_Talep:_ Aşağıdaki kaynak metnin "Cevahir Hotel İstanbul" ifadesinden "zenginleştirmeye devam ediyor." ifadesine kadar uzanan bölümünü, "Şeli Art Project" yerine "Şeli Sanat Projesi" koyarak yeniden yazınız.

_Kaynak Metin:_
::::::::::

Cevahir Hotel İstanbul Asia, Şeli Art Project işbirliğiyle, Dilek Karen’in ‘ZERRE’ adını taşıyan heykel sergisine ev sahipliği yapıyor. Sanatı günlük hayatımıza dahil ederek yoğun kent hayatına estetik çözümler öneren Şeli Art Project tarafından düzenlenmekte olan plastik sanat sergileri 'Her Yerde Sanat' sloganıyla hayatımızı zenginleştirmeye devam ediyor.
 
Dilek Karen “Zerre”yi yorumluyor
 
Görmek fiilini hep çekmeli insan, peki ama nasıl?

::::::::::

_Alıntılanan Veriler:_
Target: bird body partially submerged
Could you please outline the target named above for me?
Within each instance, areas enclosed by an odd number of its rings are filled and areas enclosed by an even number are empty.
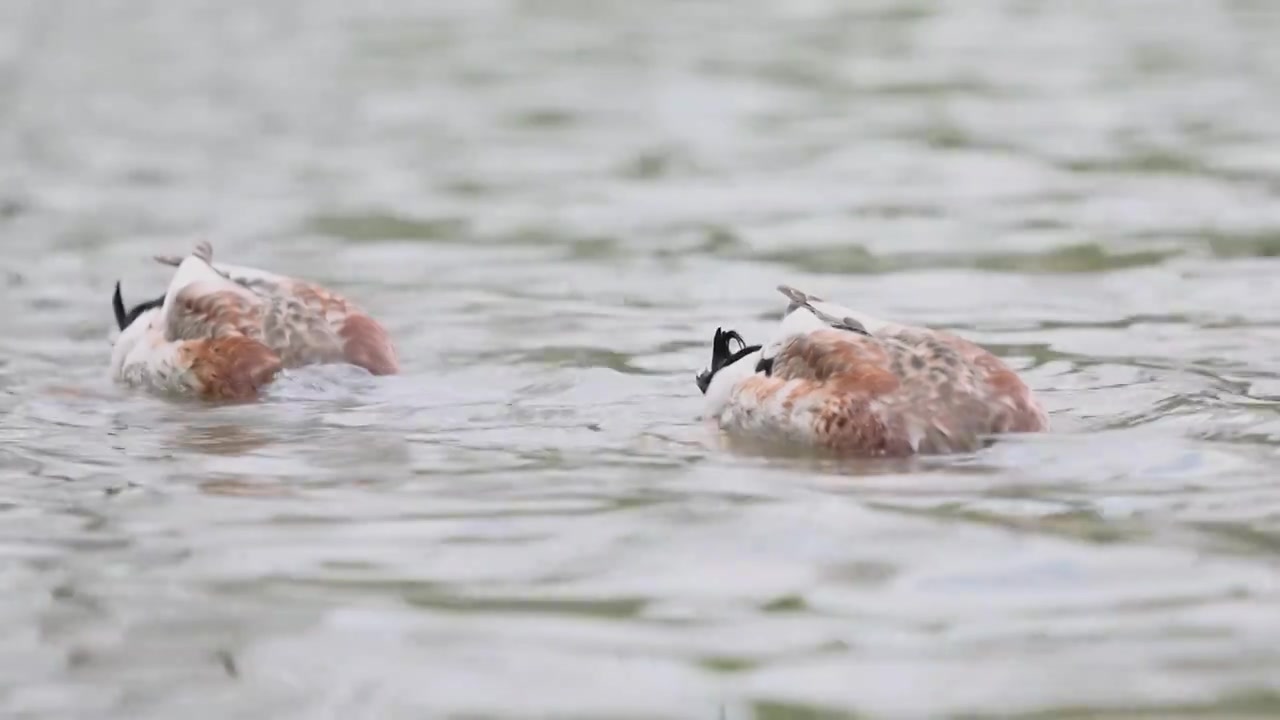
[[[731,439],[906,456],[1048,429],[1030,388],[978,345],[778,290],[791,302],[774,337],[746,346],[717,331],[712,365],[698,377],[707,419]]]
[[[163,297],[125,311],[111,374],[127,386],[206,400],[252,400],[285,368],[348,363],[399,370],[385,329],[340,295],[253,268],[215,265],[206,242],[186,258]]]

::::::::::

_Sorunun Çözümü:_
Cevahir Hotel İstanbul Asia, Şeli Sanat Projesi işbirliğiyle, Dilek Karen’in ‘ZERRE’ adını taşıyan heykel sergisine ev sahipliği yapıyor. Sanatı günlük hayatımıza dahil ederek yoğun kent hayatına estetik çözümler öneren Şeli Sanat Projesi tarafından düzenlenmekte olan plastik sanat sergileri 'Her Yerde Sanat' sloganıyla hayatımızı zenginleştirmeye devam ediyor.